▸ Text provided
-- Start --

I do know there are some gamers like those discribed in the article, but I don't think they total or even make up most of the players out there no. And that may just make them the memorable people to those girls.

I also want to add that for some GenCon puts them in a not so normal mind set... and may alter actions, not the girls themselves but the whole convention.


----------



## Wereserpent

I am socially maladjusted and I usually do not shake when talking to a girl.  Granted they are not pathetic just because they are not the most social people you have ver met.


----------



## Incenjucar

*shrugs*

It can't be worse than the furry convention I went to; then again, people there tended to touch like a compulsion (ever seen people petting a guy in a collar in public?  ever seen a girl calling out 'yerf!' to nobody in particular?  I have.).

Some people who get too in to just about anything tend to have problems.

Me, I'm a definate, proven nerd (I consider the periodic table entertaining, and am taking an English major to a large degree because of D&D).  But I've also had a sweet, sexy, extremely smart and *gasp* socially-capable girl come all the way from Australia hoping to get a chance at getting my pants off.  And I'm definately no Vin Diesal.


----------



## fanboy2000

I'd say most gamers arn't pathetic. I don't know about this years GenCon, but I'm guessing most booths don't have booth babes. I've gone to a lot of conventions, and generally if there's a girl working at the booth, she's probably a regular employee of the company, or a game designer, or an artist, or whatever. The only time I remember booth babe at a convention was at Troma's booth, and, if you've ever seen a Troma Movie, that won't suprise you.


----------



## alleynbard

Here is the article in question, I think
http://www.gamecritics.com/feature/report/e3expo2004_babes/page01.php
The article is about E3.  It also seems to be written in a mildly condescending manner.  I think the writer was fishing for some of the answers she got, but I could be wrong.

Personally, I have never known anyone like this. Every gamer I have ever known was very social and never had a shortage of dates or social activities outside of gaming.  Most of my friends could recognize an attractive booth babe when they saw one but never went "ga-ga" over them.

I never understood the booth babe fascination, of course not being interested in woman may aid in that confusion.


----------



## Stone Angel

I suppose I understand where the article is coming from. I had a little joke with a few of the other guys about doing a doc film about Gamers hitting on chicks. There was a specific incident which brought this up. But I can only laugh and poke fun because I am similarly dorky and such. But all in all I think that the article was a little skewed. Perhaps it had to do with the fact that she was famous and a celebrity more than the fact that she was pretty. I mean look at how 12 year olds react to seeing a Backstreet Boy. Can you imagine all the gamers screaming, crying, and shaking "It's the Beast Master, ohmy gawd, ohmy gawd *Faints*!"

-- End --

▸ Data provided
-- Start --

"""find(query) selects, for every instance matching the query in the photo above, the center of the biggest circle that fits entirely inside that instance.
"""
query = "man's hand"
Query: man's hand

-- End --

▸ Set task A
In the forum thread, condense the paragraph beginning "I'd say most gamers arn't pathetic" into a shorter version that keeps its main facts.
▸ Set task B
Please reproduce word for word everything in the forum thread from "I'd say most" down to "could be wrong.".

▸ Correct response A
I'd say most gamers aren't pathetic. I can't speak for this year's GenCon, but I'd guess most booths don't have booth babes. From the many conventions I've attended, a girl working a booth is usually a regular company employee, a game designer, an artist, or similar. The only booth babe I remember was at Troma's booth, which won't surprise anyone who has seen a Troma movie.

▸ Correct response B
I'd say most gamers arn't pathetic. I don't know about this years GenCon, but I'm guessing most booths don't have booth babes. I've gone to a lot of conventions, and generally if there's a girl working at the booth, she's probably a regular employee of the company, or a game designer, or an artist, or whatever. The only time I remember booth babe at a convention was at Troma's booth, and, if you've ever seen a Troma Movie, that won't suprise you.


----------



## alleynbard

Here is the article in question, I think
http://www.gamecritics.com/feature/report/e3expo2004_babes/page01.php
The article is about E3.  It also seems to be written in a mildly condescending manner.  I think the writer was fishing for some of the answers she got, but I could be wrong.